** Start **

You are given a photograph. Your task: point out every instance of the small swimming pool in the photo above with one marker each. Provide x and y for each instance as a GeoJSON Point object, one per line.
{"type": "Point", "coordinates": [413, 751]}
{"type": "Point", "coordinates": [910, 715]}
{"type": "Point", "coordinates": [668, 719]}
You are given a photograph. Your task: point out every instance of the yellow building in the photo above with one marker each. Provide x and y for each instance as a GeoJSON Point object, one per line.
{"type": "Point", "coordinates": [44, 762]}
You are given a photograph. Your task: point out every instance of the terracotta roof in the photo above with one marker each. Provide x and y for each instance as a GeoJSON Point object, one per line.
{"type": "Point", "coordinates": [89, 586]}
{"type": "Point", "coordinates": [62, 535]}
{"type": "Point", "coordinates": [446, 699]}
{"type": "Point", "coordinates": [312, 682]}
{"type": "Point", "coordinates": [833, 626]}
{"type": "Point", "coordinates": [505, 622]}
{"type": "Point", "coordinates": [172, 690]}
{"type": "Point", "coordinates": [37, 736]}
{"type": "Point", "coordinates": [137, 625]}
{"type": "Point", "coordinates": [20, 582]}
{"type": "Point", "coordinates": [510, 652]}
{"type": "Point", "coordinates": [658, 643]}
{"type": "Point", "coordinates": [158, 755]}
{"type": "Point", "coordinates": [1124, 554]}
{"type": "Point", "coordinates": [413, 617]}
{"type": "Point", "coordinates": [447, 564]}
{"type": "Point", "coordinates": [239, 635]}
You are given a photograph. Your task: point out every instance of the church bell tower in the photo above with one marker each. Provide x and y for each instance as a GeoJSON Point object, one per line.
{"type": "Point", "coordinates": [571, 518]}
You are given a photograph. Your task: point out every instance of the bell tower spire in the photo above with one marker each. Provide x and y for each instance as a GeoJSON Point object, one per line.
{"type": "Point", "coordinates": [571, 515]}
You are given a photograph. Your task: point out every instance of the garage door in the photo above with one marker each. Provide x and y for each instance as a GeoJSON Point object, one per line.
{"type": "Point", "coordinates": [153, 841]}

** End **

■ PROBLEM
Rewrite every line of the items above as a Markdown table with two columns, "No." and "Text": the row number goes in the first and the line in the second. Leave out blank lines.

■ WORKED ANSWER
| No. | Text |
|---|---|
| 1 | You are given a photograph. Your task: point out every instance of the small swimming pool in the photo above with one marker each. Provide x and y for each instance as a GeoJSON Point object, one per line. |
| 2 | {"type": "Point", "coordinates": [413, 751]} |
| 3 | {"type": "Point", "coordinates": [910, 715]} |
| 4 | {"type": "Point", "coordinates": [668, 719]} |
| 5 | You are given a photograph. Your task: point out every instance of the yellow building in the photo above with one marker each. Provide x and y for each instance as a GeoJSON Point object, one per line. |
| 6 | {"type": "Point", "coordinates": [44, 762]} |
| 7 | You are given a photograph. Your task: point out every instance of the terracotta roof in the photo above with one marker each. Provide x and y for each instance as a GeoJSON Point object, one per line. |
| 8 | {"type": "Point", "coordinates": [89, 586]} |
| 9 | {"type": "Point", "coordinates": [62, 535]} |
| 10 | {"type": "Point", "coordinates": [446, 699]} |
| 11 | {"type": "Point", "coordinates": [312, 682]} |
| 12 | {"type": "Point", "coordinates": [833, 626]} |
| 13 | {"type": "Point", "coordinates": [505, 622]} |
| 14 | {"type": "Point", "coordinates": [172, 690]} |
| 15 | {"type": "Point", "coordinates": [37, 736]} |
| 16 | {"type": "Point", "coordinates": [137, 625]} |
| 17 | {"type": "Point", "coordinates": [20, 582]} |
| 18 | {"type": "Point", "coordinates": [510, 652]} |
| 19 | {"type": "Point", "coordinates": [658, 643]} |
| 20 | {"type": "Point", "coordinates": [158, 755]} |
| 21 | {"type": "Point", "coordinates": [1124, 554]} |
| 22 | {"type": "Point", "coordinates": [413, 617]} |
| 23 | {"type": "Point", "coordinates": [447, 564]} |
| 24 | {"type": "Point", "coordinates": [239, 635]} |
| 25 | You are given a photograph. Your task: point out every instance of the church bell tower in the photo above with one marker each. Provide x and y for each instance as a GeoJSON Point object, one per line. |
| 26 | {"type": "Point", "coordinates": [571, 518]} |
| 27 | You are given a photograph. Your task: point out every instance of the bell tower spire in the photo above with one marker each. Provide x and y for each instance as a GeoJSON Point object, one per line. |
| 28 | {"type": "Point", "coordinates": [571, 515]} |
| 29 | You are given a photograph. Your task: point out every instance of the garage door in the photo above with one marker each. Provide x and y for each instance as a GeoJSON Point object, one per line. |
| 30 | {"type": "Point", "coordinates": [153, 841]} |